[Natural-language object grounding data]
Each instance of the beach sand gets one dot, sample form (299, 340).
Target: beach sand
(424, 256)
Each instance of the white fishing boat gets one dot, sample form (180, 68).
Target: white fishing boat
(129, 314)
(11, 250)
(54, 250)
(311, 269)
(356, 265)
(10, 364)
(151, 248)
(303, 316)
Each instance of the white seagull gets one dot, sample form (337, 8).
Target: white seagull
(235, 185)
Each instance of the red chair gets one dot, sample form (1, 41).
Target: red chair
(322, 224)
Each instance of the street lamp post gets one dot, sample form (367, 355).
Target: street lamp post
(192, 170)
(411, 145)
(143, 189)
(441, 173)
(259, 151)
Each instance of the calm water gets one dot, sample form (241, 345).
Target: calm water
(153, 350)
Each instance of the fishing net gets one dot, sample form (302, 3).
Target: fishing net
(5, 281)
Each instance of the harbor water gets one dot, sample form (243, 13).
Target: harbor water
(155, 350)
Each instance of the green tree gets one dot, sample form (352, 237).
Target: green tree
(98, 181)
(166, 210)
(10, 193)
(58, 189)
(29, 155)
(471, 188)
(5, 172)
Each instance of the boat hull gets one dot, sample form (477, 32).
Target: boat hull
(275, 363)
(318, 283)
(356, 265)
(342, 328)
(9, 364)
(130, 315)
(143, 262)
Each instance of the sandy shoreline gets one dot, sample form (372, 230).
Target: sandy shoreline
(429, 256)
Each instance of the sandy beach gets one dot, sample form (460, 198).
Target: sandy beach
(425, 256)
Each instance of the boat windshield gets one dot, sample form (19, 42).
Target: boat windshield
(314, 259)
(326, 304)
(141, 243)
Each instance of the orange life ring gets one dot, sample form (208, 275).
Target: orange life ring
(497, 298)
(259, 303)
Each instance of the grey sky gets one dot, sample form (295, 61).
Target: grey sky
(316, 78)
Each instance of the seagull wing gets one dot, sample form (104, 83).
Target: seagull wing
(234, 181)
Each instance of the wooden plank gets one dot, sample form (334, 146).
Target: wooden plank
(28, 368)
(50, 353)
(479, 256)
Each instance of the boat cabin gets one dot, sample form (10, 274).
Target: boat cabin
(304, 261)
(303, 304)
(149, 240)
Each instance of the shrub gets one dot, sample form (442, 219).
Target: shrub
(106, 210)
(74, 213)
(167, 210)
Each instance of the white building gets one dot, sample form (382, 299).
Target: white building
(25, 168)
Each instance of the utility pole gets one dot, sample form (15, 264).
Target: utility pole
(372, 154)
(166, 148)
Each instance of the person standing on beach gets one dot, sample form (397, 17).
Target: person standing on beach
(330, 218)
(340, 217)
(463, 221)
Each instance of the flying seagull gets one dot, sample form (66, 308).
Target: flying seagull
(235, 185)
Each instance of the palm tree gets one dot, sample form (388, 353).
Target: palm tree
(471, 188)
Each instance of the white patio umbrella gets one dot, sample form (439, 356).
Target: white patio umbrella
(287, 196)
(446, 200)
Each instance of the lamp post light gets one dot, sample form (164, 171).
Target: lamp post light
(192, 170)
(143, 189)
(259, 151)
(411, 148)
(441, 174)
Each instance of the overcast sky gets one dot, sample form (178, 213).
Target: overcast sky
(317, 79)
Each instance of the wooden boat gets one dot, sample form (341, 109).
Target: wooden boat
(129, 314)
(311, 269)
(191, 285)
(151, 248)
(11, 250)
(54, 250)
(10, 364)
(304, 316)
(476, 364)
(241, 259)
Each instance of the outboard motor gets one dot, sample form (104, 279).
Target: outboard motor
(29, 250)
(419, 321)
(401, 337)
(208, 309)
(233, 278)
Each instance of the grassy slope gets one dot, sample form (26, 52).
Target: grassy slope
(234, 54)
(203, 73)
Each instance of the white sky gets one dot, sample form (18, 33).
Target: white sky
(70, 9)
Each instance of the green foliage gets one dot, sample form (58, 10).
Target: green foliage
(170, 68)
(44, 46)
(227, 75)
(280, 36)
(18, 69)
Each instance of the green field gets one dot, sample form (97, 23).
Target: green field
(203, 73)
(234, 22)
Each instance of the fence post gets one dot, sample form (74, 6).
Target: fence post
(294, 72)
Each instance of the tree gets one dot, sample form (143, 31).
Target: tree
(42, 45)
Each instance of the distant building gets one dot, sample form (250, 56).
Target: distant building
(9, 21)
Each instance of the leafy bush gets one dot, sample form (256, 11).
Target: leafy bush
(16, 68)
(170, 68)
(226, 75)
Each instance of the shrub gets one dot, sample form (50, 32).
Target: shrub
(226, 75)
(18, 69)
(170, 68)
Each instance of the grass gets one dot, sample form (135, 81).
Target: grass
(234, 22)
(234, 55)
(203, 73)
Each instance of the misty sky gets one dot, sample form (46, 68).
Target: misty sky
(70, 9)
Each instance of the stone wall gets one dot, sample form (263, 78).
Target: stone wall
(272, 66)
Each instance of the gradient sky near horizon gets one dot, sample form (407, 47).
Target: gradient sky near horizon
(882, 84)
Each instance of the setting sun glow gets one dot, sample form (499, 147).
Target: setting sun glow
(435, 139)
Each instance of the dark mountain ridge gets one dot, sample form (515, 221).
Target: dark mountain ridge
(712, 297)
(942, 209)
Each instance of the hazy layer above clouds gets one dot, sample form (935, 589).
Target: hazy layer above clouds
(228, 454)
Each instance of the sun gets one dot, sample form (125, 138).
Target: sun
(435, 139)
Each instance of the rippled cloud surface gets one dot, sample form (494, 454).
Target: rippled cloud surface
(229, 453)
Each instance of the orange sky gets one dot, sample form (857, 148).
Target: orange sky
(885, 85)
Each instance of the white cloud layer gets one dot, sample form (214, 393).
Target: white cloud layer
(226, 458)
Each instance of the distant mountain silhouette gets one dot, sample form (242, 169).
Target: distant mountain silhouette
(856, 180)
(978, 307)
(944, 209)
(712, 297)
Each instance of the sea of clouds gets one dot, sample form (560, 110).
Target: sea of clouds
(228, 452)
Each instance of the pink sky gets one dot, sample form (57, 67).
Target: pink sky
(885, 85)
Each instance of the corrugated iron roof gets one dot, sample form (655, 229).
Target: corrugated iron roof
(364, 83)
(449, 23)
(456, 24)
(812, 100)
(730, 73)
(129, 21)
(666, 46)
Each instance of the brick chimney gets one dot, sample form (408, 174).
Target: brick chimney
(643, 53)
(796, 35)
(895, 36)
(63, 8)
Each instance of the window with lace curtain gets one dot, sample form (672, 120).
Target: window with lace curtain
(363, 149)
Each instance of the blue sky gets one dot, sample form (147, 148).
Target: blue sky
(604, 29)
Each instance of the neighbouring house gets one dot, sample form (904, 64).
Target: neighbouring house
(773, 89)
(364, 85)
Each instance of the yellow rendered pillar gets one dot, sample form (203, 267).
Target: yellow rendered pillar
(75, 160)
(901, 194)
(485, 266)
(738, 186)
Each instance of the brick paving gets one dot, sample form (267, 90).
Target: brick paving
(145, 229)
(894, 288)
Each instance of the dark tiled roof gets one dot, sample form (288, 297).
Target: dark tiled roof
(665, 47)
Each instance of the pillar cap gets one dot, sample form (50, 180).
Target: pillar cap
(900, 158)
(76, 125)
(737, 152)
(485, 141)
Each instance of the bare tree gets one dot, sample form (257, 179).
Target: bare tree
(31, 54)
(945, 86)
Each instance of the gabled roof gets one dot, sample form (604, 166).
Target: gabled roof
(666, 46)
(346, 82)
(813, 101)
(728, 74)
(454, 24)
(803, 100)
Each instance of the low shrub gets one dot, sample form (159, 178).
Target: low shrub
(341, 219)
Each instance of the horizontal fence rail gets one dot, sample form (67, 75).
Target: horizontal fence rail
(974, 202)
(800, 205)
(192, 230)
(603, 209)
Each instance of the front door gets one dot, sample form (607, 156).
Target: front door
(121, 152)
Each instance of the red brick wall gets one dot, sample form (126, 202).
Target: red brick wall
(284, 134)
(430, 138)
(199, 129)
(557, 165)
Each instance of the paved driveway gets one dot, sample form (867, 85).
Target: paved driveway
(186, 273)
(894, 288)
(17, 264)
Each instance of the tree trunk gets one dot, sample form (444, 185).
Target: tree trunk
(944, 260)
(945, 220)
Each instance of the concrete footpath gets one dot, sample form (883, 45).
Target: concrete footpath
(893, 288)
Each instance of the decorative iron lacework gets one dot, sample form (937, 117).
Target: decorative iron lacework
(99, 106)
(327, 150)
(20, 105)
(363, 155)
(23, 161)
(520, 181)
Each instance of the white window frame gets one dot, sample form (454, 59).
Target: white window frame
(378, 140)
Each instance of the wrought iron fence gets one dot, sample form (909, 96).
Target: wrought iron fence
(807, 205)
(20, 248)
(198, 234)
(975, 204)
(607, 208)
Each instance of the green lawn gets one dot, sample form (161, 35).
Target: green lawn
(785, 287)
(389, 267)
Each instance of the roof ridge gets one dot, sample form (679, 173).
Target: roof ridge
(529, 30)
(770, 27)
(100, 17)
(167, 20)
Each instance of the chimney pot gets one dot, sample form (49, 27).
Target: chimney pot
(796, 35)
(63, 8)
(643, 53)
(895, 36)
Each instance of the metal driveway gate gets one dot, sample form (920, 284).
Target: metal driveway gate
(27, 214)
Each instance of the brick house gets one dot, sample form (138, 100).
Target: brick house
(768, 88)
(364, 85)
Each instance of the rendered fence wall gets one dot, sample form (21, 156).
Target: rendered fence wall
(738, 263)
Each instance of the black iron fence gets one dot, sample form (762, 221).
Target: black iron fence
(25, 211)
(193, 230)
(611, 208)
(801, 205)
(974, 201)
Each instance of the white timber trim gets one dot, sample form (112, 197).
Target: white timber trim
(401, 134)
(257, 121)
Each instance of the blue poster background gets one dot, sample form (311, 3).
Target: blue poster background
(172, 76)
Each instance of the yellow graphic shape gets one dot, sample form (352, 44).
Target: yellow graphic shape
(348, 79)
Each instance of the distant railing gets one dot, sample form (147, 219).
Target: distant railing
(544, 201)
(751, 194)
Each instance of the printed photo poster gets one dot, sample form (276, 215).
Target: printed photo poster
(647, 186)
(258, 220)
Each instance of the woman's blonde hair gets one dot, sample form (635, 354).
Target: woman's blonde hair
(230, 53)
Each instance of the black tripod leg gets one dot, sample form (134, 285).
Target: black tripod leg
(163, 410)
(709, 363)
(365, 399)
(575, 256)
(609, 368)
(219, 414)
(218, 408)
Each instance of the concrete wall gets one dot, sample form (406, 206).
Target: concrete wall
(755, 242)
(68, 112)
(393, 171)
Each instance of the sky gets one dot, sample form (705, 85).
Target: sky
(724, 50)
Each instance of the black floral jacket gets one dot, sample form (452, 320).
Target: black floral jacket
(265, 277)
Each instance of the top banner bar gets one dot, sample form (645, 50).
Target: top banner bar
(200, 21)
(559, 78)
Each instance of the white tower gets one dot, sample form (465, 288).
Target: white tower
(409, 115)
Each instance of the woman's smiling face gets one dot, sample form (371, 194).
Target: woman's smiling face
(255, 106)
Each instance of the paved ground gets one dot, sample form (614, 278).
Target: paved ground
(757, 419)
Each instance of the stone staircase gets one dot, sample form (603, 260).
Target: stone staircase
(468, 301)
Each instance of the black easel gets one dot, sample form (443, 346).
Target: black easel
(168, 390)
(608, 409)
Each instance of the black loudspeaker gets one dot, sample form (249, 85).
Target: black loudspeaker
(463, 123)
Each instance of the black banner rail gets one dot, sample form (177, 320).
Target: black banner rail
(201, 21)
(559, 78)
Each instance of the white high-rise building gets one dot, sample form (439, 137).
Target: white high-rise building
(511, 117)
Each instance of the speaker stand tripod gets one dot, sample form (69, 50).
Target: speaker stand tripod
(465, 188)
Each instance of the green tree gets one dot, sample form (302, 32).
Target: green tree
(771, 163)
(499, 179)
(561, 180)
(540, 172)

Task instructions
Take the line above containing "Target: distant mountain silhouette", the line containing "Each instance of the window", and all lines in between, and copy them exactly without anything else.

Result
Target: distant mountain silhouette
(856, 180)
(978, 307)
(944, 209)
(712, 297)
Each instance of the sea of clouds gets one dot, sample form (560, 110).
Target: sea of clouds
(228, 452)
Each instance of the pink sky gets one dot, sample form (57, 67).
Target: pink sky
(885, 85)
Each instance of the corrugated iron roof gets one dot, sample form (655, 229).
Target: corrugated iron roof
(364, 83)
(449, 23)
(456, 24)
(812, 100)
(730, 73)
(129, 21)
(666, 46)
Each instance of the brick chimney gets one dot, sample form (408, 174).
Target: brick chimney
(643, 53)
(796, 35)
(895, 36)
(63, 8)
Each instance of the window with lace curtain gets one dot, sample form (672, 120).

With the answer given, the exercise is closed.